▸ SOURCE EXCERPT:

╔══

Now, we parse the "transitions" attribute from json and load the result into a bsl::vector<bsl::pair<bdlt::Datetime, int> > object, transitions:

    // For the purposes of this Usage, we hard-wire a boolean flag
    // indicating that the "transitions" attribute was hypothetically
    // detected in the 'json' string.
 
    bool isTransitionsPresent = true;
 
    if (isTransitionsPresent) {
 
        // Parse the "transitions" JSON attribute and load 'transitions'
        // with the result.
 
        bsl::vector<bsl::pair<bdlt::Datetime, int> > transitions;
 
        // For the purposes of this Usage, we hard-wire the transitions
        // that are hypothetically parsed from the 'json' string, and set
        // the 'rc' status flag indicating that parsing succeeded.
 
        transitions.push_back(bsl::pair<bdlt::Datetime, int>(
                                      bdlt::Datetime(2018, 5, 28,  9), 2));
        transitions.push_back(bsl::pair<bdlt::Datetime, int>(
                                      bdlt::Datetime(2018, 5, 28, 18), 3));
 
        rc = 0;  // success parsing "transitions" attribute
 
        if (rc != 0) {
            return 4;                                             // RETURN
        }
 
        bsl::vector<bsl::pair<bdlt::Datetime, int> >::const_iterator it =
                                                       transitions.begin();
 
        while (it != transitions.end()) {
            const bdlt::Date& date = it->first.date();
 
            if (date < firstDate || date > lastDate || -1 > it->second) {
                return 5;                                         // RETURN
            }
 
            result->addTransition(
                           it->first,
                           it->second >= 0
                               ? it->second
                               : bdlt::Timetable::k_UNSET_TRANSITION_CODE);
 
            ++it;
        }
    }

Our timetable loader imposes the requirement that the dates specified in the "transitions" JSON attribute must be within the range [firstDate .. lastDate] and the transition codes are non-negative or unset.

Finally, we return 0 indicating success:

    return 0;
}

╚══

▸ GIVEN ENTRIES:
╔══

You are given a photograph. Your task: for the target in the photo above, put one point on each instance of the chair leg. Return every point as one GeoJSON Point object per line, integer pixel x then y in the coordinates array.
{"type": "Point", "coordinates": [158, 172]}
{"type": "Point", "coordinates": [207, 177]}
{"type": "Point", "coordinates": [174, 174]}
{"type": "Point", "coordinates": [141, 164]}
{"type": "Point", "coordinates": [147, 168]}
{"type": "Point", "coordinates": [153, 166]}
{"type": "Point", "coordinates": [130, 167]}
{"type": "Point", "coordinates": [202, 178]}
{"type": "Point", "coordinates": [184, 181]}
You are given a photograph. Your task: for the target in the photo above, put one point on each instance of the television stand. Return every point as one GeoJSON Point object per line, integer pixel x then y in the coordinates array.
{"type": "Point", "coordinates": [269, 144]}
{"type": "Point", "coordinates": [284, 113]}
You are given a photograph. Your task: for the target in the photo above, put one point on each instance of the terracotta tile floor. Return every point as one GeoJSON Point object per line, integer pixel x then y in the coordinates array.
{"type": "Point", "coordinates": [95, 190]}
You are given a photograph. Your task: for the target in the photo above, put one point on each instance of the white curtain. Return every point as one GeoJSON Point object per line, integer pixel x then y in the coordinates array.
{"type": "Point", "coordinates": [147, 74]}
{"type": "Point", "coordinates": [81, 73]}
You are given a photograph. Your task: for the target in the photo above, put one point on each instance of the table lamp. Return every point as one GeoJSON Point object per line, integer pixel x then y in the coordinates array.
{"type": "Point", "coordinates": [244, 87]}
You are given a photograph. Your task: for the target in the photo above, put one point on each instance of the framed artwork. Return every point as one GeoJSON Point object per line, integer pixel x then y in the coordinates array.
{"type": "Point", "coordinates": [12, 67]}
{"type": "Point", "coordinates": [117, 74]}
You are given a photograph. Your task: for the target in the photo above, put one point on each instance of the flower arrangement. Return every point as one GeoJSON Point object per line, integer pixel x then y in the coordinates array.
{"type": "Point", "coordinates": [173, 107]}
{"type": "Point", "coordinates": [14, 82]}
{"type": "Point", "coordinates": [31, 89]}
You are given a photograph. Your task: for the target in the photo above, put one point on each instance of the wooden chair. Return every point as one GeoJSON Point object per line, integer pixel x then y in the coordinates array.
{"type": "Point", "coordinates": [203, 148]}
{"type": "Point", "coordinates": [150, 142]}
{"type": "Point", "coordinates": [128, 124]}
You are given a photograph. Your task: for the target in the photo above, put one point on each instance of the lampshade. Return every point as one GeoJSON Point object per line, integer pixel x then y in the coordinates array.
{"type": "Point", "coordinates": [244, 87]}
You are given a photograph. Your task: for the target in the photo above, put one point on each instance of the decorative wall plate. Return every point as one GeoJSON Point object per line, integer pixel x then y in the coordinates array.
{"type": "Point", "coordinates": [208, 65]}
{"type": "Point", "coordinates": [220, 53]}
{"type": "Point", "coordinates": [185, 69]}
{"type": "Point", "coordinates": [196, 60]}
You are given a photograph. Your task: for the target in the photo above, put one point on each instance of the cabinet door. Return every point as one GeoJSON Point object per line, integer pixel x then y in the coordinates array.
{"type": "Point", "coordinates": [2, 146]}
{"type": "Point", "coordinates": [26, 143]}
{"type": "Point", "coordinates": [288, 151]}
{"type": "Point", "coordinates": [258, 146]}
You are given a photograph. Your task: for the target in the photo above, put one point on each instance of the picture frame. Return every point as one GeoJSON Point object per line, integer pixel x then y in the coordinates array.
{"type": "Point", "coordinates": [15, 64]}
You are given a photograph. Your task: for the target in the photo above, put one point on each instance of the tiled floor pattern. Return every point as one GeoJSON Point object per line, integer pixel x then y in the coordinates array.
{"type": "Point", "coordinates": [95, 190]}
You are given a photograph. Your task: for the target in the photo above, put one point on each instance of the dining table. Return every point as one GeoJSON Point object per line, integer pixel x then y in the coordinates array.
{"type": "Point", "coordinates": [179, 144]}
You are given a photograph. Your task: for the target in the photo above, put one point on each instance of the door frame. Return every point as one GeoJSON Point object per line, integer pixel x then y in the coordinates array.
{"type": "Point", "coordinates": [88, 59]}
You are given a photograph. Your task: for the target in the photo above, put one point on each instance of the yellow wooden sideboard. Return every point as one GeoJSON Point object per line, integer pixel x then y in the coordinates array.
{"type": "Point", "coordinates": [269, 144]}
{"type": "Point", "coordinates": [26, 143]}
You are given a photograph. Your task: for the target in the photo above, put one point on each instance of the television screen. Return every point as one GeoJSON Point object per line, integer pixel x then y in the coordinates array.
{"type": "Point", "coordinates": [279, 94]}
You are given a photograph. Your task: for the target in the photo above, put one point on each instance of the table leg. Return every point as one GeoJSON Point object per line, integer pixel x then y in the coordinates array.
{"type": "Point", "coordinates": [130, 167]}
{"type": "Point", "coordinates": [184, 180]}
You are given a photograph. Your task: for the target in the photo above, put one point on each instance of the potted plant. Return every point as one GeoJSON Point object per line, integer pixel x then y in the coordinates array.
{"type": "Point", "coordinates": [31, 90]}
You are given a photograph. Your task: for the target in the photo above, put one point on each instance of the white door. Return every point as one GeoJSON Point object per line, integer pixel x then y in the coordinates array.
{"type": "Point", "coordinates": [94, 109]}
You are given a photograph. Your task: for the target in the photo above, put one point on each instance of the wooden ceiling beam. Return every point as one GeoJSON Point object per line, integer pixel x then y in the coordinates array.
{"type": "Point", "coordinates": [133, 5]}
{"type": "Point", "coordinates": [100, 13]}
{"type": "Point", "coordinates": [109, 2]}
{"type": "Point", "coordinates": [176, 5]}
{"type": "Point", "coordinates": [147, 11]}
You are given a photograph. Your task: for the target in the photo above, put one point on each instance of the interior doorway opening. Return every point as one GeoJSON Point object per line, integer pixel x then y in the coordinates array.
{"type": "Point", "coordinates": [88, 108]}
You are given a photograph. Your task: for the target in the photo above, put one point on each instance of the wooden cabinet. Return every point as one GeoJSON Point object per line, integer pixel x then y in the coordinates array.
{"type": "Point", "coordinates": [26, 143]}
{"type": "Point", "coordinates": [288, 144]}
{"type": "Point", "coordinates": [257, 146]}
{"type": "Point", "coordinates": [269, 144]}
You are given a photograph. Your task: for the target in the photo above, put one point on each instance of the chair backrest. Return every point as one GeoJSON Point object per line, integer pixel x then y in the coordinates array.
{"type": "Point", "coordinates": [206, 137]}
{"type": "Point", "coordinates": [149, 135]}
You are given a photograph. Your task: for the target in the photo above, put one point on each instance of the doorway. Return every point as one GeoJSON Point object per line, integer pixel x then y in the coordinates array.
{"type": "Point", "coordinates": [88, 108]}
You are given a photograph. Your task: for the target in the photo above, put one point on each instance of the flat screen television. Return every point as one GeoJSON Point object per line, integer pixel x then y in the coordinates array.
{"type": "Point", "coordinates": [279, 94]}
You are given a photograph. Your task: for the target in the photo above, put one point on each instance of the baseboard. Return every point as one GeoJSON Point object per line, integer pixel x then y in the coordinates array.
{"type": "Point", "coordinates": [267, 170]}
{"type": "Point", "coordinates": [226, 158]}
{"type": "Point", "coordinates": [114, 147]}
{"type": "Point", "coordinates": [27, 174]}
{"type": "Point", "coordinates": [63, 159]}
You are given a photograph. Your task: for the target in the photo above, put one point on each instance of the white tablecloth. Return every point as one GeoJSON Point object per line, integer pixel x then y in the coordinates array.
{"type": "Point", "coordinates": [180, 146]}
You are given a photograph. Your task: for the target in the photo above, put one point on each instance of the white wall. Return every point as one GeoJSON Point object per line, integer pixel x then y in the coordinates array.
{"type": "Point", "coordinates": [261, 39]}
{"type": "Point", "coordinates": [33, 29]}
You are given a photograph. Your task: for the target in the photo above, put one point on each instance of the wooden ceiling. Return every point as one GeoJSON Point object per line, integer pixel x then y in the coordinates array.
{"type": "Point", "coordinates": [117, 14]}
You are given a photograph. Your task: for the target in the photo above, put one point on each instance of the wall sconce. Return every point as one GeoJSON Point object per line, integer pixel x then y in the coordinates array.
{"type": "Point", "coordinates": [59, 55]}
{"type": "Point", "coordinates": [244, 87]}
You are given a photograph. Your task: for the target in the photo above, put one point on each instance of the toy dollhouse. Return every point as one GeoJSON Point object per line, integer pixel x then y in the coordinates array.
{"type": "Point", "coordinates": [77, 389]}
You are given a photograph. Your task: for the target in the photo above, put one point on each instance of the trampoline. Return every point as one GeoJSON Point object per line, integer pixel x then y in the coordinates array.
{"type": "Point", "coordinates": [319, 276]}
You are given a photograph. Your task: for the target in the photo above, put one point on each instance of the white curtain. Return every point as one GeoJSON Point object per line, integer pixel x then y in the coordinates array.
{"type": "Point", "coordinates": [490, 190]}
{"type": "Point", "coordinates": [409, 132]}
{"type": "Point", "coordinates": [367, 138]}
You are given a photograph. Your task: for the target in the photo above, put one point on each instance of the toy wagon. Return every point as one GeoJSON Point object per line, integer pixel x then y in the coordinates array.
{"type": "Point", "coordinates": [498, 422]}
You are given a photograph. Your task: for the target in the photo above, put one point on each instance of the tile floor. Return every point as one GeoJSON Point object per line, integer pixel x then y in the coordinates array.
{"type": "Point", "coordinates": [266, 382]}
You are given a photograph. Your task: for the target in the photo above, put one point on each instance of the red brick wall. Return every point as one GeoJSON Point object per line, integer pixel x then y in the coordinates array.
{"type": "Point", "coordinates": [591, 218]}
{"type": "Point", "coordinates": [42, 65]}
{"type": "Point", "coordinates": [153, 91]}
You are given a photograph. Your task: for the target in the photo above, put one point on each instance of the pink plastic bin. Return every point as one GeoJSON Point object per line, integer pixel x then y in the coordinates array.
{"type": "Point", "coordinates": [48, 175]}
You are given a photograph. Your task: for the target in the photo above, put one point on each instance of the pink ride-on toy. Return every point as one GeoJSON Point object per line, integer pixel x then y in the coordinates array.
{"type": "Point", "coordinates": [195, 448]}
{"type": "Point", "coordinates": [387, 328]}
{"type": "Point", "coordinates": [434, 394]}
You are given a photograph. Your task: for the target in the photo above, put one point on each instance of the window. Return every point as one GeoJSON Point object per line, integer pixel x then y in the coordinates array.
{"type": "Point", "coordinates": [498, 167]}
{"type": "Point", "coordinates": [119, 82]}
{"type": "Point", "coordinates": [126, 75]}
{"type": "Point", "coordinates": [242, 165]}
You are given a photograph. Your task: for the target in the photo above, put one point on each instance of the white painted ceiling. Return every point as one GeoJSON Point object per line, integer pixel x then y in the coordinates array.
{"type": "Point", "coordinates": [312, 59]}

╚══

▸ EXERCISES TO COMPLETE:
(1) In the timetable loader excerpt, what value does the code return when a transition's date falls outside the allowed range?
(2) For each statement, say whether it agrees with the timetable loader excerpt. Answer yes or no, and quote the words from the excerpt that decide it.
(a) The parsed transitions are loaded into a bsl::vector of pairs.
(b) The loader requires transition codes to be negative.
(c) The code returns 1 to signal success.
(3) Copy out the part of the timetable loader excerpt starting at "bool isTransitionsPresent = true;" and ending at "with the result.".
The data isn't needed for anything here.

▸ COMPLETE ANSWERS:
(1) It returns 5.

(2)
(a) Yes: "load the result into a bsl::vector<bsl::pair<bdlt::Datetime, int> > object"
(b) No: "the transition codes are non-negative or unset"
(c) No: "we return 0 indicating success"

(3)
bool isTransitionsPresent = true;
 
    if (isTransitionsPresent) {
 
        // Parse the "transitions" JSON attribute and load 'transitions'
        // with the result.